Missouri State League
- Classification: Class D (1911)
- Sport: Minor League Baseball
- First season: 1911
- Folded: June 4, 1911
- Director: W.G. Lynch (1911) James Lay (1911)
- No. of teams: 5
- Country: United States of America
- Most titles: 1 Brookfield Cubs (1911)
- Related competitions: Missouri-Iowa-Nebraska-Kansas League

= Missouri State League =

The Missouri State League was a short–lived Class D level baseball minor league that played in the 1911 season. The league began play with five teams, all based in Missouri. The Missouri State League folded during the 1911 season.

==History==
The Missouri State League began the 1911 season as a five–team league with charter franchises based in Brookfield, Missouri, Jefferson City, Missouri, Kirksville, Missouri, Macon, Missouri, and Sedalia, Missouri. The Brookfield Hustlers folded on May 19, 1911 and the Sedalia Cubs moved to Brookfield after the Hustlers folded. On June 2, 1911, the Jefferson City Senators franchise folded. The Missouri State League permanently folded after play on June 4, 1911. The Sedalia/Brookfield Cubs finished in 1st place with a record of 11–8, compiling a 7–3 record based in Sedalia and 4–5 in Brookfield.

### Given request
Decide whether each statement below agrees with the Missouri State League text. For each, answer yes or no and quote the words of the text that decide it.
1. The league began play with six teams.
2. The Jefferson City Senators franchise folded on June 2, 1911.
3. The Sedalia/Brookfield Cubs had a 4–5 record while based in Brookfield.

### Record extracts
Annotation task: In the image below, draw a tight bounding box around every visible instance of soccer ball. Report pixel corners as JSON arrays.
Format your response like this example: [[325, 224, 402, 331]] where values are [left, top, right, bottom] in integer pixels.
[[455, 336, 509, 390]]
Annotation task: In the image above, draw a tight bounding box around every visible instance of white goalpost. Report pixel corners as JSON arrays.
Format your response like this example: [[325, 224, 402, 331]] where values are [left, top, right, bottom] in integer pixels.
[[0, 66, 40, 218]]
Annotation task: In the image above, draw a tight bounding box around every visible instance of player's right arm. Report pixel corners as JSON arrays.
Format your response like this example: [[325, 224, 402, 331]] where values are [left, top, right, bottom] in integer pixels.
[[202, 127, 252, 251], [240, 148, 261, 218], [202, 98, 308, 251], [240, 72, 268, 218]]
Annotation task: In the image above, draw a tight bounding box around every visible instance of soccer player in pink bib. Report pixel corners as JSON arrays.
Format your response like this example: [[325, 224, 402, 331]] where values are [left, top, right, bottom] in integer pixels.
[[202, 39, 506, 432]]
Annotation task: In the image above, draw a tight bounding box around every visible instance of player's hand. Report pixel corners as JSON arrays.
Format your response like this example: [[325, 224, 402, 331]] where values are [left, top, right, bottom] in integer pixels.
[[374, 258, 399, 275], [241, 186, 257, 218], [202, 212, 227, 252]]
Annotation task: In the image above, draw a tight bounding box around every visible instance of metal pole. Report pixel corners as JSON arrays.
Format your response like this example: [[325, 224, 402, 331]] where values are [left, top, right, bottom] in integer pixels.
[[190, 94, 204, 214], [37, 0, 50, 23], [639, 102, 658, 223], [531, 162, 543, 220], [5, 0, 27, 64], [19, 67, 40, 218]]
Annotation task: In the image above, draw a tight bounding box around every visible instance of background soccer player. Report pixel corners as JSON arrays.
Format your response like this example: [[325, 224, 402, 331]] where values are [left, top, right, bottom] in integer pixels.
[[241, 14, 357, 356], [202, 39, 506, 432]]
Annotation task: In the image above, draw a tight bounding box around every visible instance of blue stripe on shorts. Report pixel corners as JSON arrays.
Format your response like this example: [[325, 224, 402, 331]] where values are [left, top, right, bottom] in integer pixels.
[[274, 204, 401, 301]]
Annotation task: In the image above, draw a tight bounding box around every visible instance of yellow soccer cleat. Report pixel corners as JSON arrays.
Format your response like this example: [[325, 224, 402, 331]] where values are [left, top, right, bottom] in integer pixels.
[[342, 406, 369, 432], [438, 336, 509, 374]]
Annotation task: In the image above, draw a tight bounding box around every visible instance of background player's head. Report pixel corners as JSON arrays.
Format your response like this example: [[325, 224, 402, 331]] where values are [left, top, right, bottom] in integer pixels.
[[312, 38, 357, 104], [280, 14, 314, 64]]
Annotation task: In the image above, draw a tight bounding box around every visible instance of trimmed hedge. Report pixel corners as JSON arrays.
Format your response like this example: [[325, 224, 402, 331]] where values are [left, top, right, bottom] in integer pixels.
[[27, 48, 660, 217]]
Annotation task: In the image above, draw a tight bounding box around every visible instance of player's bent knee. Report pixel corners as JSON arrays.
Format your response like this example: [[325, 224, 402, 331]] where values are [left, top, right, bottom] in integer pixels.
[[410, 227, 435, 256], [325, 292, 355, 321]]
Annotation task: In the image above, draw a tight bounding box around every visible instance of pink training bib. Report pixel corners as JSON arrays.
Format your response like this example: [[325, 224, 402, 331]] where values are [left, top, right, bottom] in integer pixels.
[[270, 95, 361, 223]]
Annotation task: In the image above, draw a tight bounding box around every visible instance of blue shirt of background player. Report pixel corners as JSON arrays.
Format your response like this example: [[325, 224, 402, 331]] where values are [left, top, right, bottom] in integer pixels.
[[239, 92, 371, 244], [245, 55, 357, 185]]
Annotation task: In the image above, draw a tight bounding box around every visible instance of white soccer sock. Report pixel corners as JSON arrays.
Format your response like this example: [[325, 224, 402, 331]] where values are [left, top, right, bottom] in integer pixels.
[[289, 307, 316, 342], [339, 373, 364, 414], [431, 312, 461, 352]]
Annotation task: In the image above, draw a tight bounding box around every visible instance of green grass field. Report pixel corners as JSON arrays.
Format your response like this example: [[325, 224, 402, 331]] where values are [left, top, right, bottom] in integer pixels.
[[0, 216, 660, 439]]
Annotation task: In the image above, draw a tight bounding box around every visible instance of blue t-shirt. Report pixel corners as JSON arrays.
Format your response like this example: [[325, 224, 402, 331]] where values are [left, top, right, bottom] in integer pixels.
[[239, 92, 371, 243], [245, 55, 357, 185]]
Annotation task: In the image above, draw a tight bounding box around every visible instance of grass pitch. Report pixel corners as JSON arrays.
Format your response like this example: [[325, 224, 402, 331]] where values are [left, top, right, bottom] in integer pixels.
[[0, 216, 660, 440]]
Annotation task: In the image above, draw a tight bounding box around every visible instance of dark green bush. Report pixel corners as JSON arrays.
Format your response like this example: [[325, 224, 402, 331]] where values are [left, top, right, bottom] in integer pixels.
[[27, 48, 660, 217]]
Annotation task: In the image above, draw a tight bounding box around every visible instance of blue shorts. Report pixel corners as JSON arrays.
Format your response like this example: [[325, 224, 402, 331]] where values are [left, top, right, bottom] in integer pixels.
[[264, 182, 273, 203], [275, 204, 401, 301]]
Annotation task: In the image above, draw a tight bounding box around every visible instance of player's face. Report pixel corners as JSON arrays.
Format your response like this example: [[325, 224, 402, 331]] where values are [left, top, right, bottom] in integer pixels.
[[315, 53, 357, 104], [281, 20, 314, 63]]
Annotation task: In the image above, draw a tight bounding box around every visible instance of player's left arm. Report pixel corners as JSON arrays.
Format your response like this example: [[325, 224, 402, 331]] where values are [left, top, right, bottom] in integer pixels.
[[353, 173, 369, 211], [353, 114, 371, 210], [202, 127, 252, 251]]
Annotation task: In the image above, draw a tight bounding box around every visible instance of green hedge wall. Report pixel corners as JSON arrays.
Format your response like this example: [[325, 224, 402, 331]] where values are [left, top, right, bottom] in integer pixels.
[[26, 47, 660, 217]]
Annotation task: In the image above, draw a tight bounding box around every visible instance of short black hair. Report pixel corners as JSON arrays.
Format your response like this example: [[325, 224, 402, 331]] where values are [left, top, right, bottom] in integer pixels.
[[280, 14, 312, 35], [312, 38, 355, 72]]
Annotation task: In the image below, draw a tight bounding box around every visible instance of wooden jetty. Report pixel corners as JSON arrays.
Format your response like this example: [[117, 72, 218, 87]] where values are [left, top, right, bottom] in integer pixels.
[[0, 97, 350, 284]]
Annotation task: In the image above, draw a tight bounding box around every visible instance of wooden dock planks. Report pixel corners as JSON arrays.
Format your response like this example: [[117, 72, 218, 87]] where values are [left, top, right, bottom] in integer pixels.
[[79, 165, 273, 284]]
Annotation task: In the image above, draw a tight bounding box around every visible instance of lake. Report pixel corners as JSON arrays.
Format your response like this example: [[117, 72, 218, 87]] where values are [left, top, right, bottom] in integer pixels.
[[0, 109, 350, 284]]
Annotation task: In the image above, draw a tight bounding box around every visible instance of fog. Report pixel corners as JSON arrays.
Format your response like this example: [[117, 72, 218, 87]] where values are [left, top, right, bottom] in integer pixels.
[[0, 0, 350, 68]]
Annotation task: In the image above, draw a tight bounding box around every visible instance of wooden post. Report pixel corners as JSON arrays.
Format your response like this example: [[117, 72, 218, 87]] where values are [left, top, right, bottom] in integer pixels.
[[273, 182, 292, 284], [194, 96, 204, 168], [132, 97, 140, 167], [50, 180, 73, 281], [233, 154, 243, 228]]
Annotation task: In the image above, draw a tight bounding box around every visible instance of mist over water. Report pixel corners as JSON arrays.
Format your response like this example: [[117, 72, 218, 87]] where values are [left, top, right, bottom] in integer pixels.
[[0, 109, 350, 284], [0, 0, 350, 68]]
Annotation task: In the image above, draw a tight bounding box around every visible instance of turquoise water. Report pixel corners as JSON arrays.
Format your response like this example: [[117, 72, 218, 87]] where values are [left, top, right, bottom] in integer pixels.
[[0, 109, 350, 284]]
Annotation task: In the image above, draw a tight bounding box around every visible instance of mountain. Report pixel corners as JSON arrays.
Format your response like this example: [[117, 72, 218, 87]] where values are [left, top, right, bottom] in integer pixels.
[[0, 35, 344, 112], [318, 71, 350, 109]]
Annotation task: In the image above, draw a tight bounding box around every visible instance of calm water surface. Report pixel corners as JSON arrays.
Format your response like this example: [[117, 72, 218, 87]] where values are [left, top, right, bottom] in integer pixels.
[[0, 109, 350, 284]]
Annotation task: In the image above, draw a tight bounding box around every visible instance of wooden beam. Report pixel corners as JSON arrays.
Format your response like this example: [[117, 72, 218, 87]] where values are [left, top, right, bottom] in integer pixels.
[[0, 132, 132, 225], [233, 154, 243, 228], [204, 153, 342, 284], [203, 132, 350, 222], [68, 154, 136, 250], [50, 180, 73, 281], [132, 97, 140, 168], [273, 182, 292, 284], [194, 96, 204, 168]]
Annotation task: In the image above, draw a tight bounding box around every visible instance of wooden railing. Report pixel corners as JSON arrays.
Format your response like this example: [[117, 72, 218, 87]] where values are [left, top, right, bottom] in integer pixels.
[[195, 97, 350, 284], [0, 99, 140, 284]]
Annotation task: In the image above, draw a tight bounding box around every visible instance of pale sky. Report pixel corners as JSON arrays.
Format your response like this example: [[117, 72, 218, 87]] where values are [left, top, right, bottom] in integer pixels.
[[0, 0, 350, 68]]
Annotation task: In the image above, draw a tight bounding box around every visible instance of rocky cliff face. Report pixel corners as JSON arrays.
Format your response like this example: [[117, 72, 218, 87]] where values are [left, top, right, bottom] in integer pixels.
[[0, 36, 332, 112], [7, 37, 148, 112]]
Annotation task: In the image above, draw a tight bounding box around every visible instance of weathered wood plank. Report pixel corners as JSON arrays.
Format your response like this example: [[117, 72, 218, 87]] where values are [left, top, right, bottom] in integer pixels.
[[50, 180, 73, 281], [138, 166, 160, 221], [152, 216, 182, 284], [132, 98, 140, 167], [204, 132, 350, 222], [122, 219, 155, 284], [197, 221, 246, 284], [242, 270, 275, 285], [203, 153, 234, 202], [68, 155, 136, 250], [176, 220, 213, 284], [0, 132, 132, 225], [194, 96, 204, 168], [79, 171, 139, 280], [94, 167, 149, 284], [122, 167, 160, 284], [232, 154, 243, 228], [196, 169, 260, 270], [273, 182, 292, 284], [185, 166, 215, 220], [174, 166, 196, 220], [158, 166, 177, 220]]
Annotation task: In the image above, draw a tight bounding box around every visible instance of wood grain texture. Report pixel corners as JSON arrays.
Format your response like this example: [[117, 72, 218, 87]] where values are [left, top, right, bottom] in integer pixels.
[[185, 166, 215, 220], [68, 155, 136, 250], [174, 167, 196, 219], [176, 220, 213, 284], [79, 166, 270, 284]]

--

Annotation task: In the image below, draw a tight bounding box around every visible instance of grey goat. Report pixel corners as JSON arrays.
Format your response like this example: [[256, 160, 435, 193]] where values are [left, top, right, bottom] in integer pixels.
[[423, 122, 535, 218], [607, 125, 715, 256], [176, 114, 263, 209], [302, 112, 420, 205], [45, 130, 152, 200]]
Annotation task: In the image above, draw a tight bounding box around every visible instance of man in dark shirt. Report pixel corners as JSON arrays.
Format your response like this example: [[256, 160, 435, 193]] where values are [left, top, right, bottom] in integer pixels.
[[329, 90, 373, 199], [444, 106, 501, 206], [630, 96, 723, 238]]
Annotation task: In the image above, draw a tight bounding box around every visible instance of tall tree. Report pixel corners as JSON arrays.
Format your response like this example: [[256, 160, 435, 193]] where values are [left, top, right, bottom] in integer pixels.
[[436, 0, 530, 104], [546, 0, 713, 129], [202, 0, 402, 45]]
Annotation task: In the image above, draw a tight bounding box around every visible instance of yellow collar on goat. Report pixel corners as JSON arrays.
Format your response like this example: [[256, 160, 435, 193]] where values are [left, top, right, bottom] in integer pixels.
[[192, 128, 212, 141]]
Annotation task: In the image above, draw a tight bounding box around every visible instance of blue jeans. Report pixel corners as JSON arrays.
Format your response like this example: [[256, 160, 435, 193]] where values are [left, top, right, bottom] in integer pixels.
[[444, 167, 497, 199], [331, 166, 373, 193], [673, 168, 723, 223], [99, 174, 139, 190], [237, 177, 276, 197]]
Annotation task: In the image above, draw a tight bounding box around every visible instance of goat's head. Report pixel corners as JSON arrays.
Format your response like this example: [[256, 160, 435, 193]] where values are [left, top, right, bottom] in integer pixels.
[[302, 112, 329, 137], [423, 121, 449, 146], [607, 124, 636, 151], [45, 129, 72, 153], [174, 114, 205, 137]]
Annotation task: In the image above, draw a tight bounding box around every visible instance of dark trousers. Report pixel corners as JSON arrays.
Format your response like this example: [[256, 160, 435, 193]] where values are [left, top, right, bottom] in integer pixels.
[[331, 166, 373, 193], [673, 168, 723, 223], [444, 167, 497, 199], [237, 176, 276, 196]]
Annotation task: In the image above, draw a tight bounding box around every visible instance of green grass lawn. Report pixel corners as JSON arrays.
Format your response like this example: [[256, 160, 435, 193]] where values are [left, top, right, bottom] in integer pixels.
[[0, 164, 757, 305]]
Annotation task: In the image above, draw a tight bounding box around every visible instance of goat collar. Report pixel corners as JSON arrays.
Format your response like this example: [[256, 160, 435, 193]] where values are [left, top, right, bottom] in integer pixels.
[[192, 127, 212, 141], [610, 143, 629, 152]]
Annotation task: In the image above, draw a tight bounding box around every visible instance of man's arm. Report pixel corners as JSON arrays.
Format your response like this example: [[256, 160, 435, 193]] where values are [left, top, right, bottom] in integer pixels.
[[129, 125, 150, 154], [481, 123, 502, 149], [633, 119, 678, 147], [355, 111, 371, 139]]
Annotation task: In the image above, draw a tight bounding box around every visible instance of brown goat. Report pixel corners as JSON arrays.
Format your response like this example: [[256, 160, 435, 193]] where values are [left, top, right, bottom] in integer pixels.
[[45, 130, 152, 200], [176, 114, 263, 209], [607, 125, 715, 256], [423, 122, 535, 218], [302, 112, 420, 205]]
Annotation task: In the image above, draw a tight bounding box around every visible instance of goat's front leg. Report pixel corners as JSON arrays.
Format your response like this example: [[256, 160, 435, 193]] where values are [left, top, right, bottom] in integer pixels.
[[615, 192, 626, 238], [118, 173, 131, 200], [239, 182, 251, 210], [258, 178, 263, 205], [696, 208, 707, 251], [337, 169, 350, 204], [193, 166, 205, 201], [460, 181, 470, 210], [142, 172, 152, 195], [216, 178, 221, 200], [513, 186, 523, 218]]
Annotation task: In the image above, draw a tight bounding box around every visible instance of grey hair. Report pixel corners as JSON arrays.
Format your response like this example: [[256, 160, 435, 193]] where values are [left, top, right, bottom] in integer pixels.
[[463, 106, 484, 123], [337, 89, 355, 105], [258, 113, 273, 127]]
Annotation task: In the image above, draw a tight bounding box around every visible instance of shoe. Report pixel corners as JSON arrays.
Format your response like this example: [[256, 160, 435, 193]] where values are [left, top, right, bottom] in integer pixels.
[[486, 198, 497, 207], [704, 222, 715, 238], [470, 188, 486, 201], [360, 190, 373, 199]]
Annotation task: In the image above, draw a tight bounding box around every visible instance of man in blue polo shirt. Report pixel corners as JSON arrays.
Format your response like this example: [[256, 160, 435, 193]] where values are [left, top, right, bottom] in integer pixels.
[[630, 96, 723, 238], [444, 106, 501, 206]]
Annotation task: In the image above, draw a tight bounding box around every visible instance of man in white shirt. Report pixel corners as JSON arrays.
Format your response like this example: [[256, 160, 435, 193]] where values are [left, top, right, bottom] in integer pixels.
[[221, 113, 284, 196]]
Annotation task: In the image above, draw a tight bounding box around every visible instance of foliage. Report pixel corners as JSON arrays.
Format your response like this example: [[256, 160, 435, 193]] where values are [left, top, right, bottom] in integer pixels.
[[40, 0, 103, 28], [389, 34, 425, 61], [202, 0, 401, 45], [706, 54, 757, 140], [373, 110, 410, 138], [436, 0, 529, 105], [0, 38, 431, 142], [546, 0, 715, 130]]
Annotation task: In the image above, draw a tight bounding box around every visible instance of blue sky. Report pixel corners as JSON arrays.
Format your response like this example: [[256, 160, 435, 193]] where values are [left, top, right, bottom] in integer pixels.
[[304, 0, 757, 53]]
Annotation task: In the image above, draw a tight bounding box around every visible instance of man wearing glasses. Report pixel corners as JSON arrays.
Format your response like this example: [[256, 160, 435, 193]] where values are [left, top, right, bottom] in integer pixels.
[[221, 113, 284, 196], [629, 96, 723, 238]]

...

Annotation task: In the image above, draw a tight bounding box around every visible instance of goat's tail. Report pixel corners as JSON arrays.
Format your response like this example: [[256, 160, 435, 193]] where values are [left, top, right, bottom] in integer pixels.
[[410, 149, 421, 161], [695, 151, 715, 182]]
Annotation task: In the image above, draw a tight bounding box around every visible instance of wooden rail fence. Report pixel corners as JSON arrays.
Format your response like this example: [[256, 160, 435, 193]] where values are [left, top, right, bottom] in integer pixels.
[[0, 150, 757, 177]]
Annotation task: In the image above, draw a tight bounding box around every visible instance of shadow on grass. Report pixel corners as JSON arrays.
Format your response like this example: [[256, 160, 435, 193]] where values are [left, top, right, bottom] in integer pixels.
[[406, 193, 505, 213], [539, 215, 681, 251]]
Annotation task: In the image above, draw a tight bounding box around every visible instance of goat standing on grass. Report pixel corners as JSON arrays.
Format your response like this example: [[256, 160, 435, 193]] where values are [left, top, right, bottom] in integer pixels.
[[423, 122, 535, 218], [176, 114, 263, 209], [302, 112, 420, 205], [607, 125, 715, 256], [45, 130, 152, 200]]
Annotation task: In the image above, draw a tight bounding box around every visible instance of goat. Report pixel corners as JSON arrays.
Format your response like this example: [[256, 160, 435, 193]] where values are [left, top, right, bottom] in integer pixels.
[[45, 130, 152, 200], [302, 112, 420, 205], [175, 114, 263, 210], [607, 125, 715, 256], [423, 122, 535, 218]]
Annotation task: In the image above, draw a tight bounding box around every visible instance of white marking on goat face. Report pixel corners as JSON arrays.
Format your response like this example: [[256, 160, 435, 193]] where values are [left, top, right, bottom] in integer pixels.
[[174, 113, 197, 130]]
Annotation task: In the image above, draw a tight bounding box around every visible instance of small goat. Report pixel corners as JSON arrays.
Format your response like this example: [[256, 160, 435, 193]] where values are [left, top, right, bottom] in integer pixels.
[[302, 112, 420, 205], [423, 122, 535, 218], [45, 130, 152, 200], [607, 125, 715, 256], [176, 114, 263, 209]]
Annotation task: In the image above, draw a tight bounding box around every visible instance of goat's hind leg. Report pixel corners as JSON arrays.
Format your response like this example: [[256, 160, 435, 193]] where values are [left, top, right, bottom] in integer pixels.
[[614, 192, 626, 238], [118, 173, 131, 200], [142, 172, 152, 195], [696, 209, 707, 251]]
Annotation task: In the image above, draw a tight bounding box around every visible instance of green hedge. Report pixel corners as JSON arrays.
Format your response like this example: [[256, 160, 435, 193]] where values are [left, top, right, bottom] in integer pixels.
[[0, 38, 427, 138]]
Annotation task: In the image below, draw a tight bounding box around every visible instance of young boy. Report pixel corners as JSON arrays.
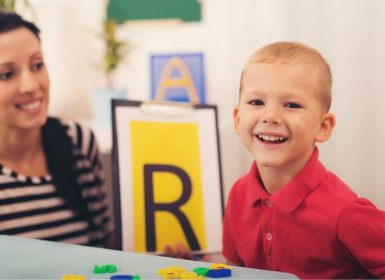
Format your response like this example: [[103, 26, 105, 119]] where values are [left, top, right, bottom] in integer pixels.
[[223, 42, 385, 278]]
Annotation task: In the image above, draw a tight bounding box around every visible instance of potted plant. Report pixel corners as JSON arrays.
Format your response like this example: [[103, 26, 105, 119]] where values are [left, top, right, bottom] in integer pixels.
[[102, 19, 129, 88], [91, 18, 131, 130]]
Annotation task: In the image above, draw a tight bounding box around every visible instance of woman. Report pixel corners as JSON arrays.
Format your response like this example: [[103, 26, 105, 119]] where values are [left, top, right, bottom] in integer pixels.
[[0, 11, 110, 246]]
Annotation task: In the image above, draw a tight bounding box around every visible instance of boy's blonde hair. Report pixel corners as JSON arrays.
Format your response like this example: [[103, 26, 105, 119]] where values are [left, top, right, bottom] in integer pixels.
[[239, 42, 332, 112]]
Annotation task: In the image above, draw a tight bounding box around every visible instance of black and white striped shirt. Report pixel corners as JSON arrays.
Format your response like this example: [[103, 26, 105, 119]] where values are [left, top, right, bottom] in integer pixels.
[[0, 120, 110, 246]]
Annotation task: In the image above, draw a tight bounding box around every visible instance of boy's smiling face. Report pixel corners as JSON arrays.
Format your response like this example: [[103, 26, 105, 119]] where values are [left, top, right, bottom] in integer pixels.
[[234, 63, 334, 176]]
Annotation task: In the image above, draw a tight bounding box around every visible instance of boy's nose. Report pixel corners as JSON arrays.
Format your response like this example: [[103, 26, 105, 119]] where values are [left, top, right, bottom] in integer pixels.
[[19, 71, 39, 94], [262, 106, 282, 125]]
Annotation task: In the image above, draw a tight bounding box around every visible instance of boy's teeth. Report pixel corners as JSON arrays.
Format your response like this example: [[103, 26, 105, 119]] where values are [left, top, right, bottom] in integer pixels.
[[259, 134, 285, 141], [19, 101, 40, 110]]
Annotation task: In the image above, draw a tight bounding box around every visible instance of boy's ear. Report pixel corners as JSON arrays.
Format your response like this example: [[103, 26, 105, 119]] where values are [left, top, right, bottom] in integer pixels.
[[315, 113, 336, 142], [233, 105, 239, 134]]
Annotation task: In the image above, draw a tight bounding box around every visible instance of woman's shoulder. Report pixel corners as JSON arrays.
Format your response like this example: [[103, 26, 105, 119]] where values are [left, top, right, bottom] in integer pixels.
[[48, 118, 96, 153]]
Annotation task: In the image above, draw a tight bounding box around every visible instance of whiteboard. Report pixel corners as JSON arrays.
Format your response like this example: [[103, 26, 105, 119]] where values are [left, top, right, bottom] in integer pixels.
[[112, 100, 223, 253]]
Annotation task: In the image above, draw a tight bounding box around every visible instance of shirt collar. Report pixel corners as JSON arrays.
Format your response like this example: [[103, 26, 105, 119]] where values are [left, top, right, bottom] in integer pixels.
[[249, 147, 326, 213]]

### Response below
1. No: "The league began play with five teams, all based in Missouri."
2. Yes: "On June 2, 1911, the Jefferson City Senators franchise folded."
3. Yes: "compiling a 7–3 record based in Sedalia and 4–5 in Brookfield."